- Selection -
┄┄┄┄┄┄┄┄┄┄

Advice on faculty job application letters

by Eszter Hargittai on July 2, 2024

I’m hosting a couple of professionalization discussions for our PhD candidates and postdocs this summer, informal conversations to help them navigate the crazy academic job market. A few weeks ago we discussed job talks as the department had just had a bunch of candidates visit (very different schedule here in Europe than the US) and we’ve had quite a few such talks over the past few years. Debriefing seemed like a good idea. After that conversation, people requested that we have a session specifically about job application letters so that’s coming up next. I’m writing now to seek your input on what works and what doesn’t. I can imagine that some of this is field-dependent, but I also suspect many aspects are generalizable.

My experiences with reading letters are a bit ridiculous in terms of volume at this point. I’ve been at the University of Zurich for eight years and have served on as many search committees. These have mostly concerned my own department (communication and media research), but a couple of times it was a search in political science and now one in sociology. It is standard to have people from other departments (and even other universities) on search committees here, very different from US practice (in my experience). I had also served on several search committees while at Northwestern and have served as an external member on some committees elsewhere in Europe so you can do the math on how many letters I’ve read over the years.

One of my biggest pieces of advice is for candidates to show rather than tell committee members about their accomplishments. I always cringe when I read things like “I am a leading researcher in the area of” (especially since most of these positions are for junior scholars, but I don’t like to see this even from a senior scholar). Rather than stating that “I’m a very accomplished scholar,” applicants should list their tangible accomplishments such as “I have published in x, I have won award y, I currently hold competitive fellowship z.”

Another piece of advice I have is that for junior applicants, letters should not go on for 4-5 pages. As a senior scholar, my letter to Zurich was 4 pages. This included half a page listing papers I was attaching and another half explaining why I was applying for the position in the first place. The latter component is rarely necessary for a junior scholar who doesn’t have a job lined up. It can be very relevant for senior scholars though. For example, it would not have been obvious why I was applying to Zurich when I was holding an endowed chair at one of the top programs in the field. I just pulled up my letter and see that I dedicated two paragraphs (239 words) to explaining why I was applying for the position.

A less crucial point, but another avoidable cringe, is skipping empty praise of the target department. Committee members know where the department stands, there is no need for the applicant to say how excited they are to apply to such a prestigious university/program. (This is more common with graduate school applications, but does show up in job application letters as well.) If the candidate has specific experiences with the department (they received a degree there, they participated in a program or workshop there, they have collaborators there), that would be worthwhile to mention, but simply telling letter readers how wonderful their program is doesn’t add value.

┄┄┄┄┄┄┄┄┄┄

- Information supplied -
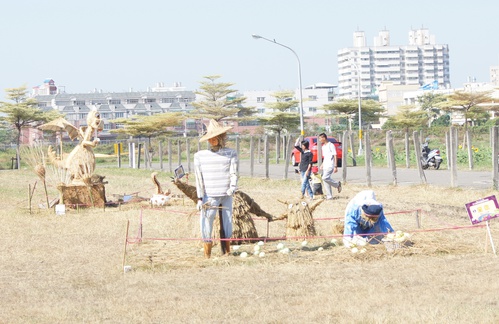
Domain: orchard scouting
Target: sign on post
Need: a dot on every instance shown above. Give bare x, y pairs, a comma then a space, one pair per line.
483, 209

┄┄┄┄┄┄┄┄┄┄

Copy word for word everything in the post on faculty job application letters from "Advice on faculty" down to "aspects are generalizable.". The data has no connection to the post on faculty job application letters.

- Result of this task -
Advice on faculty job application letters

by Eszter Hargittai on July 2, 2024

I’m hosting a couple of professionalization discussions for our PhD candidates and postdocs this summer, informal conversations to help them navigate the crazy academic job market. A few weeks ago we discussed job talks as the department had just had a bunch of candidates visit (very different schedule here in Europe than the US) and we’ve had quite a few such talks over the past few years. Debriefing seemed like a good idea. After that conversation, people requested that we have a session specifically about job application letters so that’s coming up next. I’m writing now to seek your input on what works and what doesn’t. I can imagine that some of this is field-dependent, but I also suspect many aspects are generalizable.